◆ Passage fourni
┌──

La chorégraphie de Gilles Jobin «Black Swan» était annoncée comme une soirée dédiée à la danse «pure». Dans le cadre des «Festival novelles», l’artiste et sa troupe étaient invités au «Pôle Sud» à Strasbourg.
Les divers supports annonçant le spectacle spécifiaient également que le titre «Black Swan», «Signe Noir» faisait référence à la théorie de falsification de Sir Karl Popper. C’est une information complémentaire, soit, mais qui ne dit pas grand-chose sur la pièce elle-même.
Gilles Jobin a beau le prétendre, ce soir-là, on a tout vu, sauf de la danse «pure», c’est-à-dire, de la danse qui ne se rapporte qu’à elle-même, comparable à ce que l’on appelle dans le domaine musical la «musique absolue», une musique à laquelle on n’impute pas de programme. Si l’on ne tient pas compte de ces indications et on se contente de suivre la pièce et son déroulement logique sans idée préconçue pour chercher à la comprendre ensuite, il est clair que Jobin nous emmène subtilement très loin – jusqu’à dans notre propre enfance.
Il nous ramène à cette époque où nous avons commencé à nous découvrir nous-mêmes pour la première fois. On peut interpréter les longs passages fluides du début dans ce sens : deux danseuses ne sont occupées qu’avec elles mêmes. Quand deux danseurs les rejoignent, elles ne font que s’appuyer sur eux. Jobin nous transporte, même si ce n’est que subtilement, dans une période de notre vie où nous jouions avec des poupées et des peluches, où nous nous mettions à leur place pour finalement nous identifier totalement avec eux. Dans le passage où, accompagné par un deuxième danseur, il saute joyeusement sur la scène, les mains dans des poupées en peluche, représentant des lapins gris avec de longues oreilles, il nous fait nous remémorer la joie que nous éprouvions en plongeant dans le monde d’un être imaginaire.

└──

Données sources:

┌──

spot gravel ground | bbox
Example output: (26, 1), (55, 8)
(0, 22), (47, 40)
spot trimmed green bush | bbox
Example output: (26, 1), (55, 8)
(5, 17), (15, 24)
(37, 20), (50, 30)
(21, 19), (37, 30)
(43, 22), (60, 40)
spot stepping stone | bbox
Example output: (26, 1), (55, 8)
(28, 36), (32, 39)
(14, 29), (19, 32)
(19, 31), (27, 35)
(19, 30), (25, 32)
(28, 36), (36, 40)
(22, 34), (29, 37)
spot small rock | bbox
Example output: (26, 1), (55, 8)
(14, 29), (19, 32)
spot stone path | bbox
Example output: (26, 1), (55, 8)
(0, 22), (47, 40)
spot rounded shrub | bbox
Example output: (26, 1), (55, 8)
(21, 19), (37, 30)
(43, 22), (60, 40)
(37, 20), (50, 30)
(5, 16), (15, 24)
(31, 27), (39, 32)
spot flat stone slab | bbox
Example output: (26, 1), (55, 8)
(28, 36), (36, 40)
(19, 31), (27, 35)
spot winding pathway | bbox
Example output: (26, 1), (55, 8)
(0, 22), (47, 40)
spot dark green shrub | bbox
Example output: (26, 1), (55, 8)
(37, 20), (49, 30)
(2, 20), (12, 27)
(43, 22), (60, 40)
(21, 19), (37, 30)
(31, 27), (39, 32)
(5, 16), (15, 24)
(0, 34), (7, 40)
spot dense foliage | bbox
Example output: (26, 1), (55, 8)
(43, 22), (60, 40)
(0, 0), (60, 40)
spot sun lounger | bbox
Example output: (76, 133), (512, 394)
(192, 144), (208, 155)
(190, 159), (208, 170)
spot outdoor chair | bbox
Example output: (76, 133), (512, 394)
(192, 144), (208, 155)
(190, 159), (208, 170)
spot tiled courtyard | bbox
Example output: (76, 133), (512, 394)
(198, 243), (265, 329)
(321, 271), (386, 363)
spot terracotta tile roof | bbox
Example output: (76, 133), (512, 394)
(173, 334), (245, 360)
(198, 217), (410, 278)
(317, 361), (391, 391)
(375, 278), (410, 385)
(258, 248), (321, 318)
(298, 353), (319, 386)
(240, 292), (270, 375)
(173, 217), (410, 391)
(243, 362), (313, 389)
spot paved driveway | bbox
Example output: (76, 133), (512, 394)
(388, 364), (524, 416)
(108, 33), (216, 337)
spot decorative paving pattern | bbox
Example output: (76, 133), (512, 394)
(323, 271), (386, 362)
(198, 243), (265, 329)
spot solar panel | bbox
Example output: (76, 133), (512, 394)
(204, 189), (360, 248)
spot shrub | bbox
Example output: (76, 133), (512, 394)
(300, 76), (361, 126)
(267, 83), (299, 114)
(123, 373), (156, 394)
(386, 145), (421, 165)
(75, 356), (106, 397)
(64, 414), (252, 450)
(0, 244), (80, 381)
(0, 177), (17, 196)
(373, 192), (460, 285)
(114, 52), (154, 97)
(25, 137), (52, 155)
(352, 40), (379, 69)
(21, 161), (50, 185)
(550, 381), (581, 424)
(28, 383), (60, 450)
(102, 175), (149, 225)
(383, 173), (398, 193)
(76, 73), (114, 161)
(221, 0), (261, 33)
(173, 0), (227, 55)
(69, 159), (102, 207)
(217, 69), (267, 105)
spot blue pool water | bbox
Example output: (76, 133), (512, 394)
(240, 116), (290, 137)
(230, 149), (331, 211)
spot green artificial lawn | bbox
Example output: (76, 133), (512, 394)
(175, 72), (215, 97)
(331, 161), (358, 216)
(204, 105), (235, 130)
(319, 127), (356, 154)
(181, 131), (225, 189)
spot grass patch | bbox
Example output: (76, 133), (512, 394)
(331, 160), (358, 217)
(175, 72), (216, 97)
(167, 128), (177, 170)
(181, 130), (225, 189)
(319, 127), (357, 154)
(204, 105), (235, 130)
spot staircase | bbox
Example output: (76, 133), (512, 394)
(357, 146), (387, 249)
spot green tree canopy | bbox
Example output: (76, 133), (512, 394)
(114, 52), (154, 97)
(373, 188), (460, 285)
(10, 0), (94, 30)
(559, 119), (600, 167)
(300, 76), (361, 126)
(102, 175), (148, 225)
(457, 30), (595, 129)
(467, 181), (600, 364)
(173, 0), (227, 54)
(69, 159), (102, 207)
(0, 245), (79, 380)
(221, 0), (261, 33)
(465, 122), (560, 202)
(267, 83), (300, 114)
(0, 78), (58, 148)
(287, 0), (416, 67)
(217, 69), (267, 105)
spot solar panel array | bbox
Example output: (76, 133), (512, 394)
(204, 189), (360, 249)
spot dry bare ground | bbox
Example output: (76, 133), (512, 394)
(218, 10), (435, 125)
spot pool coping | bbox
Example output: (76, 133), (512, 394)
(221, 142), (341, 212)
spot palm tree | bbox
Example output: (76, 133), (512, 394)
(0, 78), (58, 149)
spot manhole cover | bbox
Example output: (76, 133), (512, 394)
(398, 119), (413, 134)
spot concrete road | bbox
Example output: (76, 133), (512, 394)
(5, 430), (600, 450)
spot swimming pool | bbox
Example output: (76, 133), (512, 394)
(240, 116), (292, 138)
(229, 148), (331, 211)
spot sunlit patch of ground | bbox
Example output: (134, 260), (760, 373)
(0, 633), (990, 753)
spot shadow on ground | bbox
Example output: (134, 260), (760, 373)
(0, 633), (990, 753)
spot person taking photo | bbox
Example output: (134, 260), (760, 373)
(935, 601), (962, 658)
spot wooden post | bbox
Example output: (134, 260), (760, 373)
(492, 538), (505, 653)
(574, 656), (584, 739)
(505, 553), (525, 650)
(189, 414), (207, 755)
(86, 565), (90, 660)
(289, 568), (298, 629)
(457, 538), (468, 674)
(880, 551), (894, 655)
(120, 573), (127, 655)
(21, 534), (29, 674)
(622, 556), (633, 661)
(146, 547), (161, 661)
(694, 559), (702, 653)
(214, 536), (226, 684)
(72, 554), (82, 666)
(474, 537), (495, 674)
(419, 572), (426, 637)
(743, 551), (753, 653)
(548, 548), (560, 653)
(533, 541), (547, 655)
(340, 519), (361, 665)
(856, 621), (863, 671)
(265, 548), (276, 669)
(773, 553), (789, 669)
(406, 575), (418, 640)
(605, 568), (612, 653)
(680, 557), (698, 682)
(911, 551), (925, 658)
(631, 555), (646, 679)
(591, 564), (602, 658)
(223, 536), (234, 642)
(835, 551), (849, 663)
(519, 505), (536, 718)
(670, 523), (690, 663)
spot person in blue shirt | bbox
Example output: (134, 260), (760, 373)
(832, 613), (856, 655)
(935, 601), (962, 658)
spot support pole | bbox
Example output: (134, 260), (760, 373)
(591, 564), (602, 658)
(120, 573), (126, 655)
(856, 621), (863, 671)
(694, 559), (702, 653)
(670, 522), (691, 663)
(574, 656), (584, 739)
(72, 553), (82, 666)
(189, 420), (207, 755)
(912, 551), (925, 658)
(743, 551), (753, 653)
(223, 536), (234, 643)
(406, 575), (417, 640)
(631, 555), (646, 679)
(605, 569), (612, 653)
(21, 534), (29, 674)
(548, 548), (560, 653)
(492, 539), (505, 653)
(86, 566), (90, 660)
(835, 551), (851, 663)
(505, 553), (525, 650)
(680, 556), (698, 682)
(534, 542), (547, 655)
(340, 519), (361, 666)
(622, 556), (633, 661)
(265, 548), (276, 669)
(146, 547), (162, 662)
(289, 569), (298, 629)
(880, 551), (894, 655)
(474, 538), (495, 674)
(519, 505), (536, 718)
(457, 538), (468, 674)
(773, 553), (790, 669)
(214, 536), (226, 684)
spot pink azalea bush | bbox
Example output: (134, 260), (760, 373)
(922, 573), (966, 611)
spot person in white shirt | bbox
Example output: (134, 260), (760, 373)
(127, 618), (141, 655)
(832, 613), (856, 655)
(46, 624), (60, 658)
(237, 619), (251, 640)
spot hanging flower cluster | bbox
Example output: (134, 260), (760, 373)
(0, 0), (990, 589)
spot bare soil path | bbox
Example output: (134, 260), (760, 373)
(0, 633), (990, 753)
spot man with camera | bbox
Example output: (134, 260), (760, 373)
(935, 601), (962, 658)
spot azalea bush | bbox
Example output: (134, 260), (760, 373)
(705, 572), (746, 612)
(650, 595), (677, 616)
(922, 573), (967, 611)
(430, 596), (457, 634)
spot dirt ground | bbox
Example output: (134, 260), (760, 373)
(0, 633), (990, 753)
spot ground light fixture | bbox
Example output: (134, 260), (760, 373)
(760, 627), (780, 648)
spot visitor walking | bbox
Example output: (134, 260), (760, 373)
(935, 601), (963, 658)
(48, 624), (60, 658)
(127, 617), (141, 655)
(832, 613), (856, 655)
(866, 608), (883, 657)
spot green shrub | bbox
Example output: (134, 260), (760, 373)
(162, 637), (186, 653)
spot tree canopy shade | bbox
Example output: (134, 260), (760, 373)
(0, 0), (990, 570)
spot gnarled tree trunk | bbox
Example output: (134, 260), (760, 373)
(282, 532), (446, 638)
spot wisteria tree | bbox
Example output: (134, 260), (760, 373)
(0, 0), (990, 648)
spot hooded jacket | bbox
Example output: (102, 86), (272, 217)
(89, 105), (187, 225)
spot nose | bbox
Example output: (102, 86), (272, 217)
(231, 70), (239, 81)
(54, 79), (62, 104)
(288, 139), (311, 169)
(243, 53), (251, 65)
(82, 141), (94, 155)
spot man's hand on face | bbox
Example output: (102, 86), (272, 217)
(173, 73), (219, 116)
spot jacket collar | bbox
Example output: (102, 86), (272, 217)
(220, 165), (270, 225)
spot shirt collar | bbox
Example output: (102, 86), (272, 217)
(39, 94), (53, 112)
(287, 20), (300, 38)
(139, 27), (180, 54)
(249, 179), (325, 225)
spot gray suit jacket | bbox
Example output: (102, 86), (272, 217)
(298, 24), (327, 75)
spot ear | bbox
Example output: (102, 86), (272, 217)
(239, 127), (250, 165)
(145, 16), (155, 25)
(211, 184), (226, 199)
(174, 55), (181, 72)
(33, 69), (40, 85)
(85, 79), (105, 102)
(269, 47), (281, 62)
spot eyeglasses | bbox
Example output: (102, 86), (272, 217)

└──

◆ Consigne A
Veuillez recopier à l'identique le passage de la critique de «Black Swan» qui va de "Gilles Jobin a" à "notre propre enfance.".
◆ Consigne B
D'après la critique de «Black Swan», à quelle théorie le titre du spectacle fait-il référence ?
La liste n'est d'aucune utilité ici.

◆ Réponse attendue A
Gilles Jobin a beau le prétendre, ce soir-là, on a tout vu, sauf de la danse «pure», c’est-à-dire, de la danse qui ne se rapporte qu’à elle-même, comparable à ce que l’on appelle dans le domaine musical la «musique absolue», une musique à laquelle on n’impute pas de programme. Si l’on ne tient pas compte de ces indications et on se contente de suivre la pièce et son déroulement logique sans idée préconçue pour chercher à la comprendre ensuite, il est clair que Jobin nous emmène subtilement très loin – jusqu’à dans notre propre enfance.

◆ Réponse attendue B
À la théorie de falsification de Sir Karl Popper.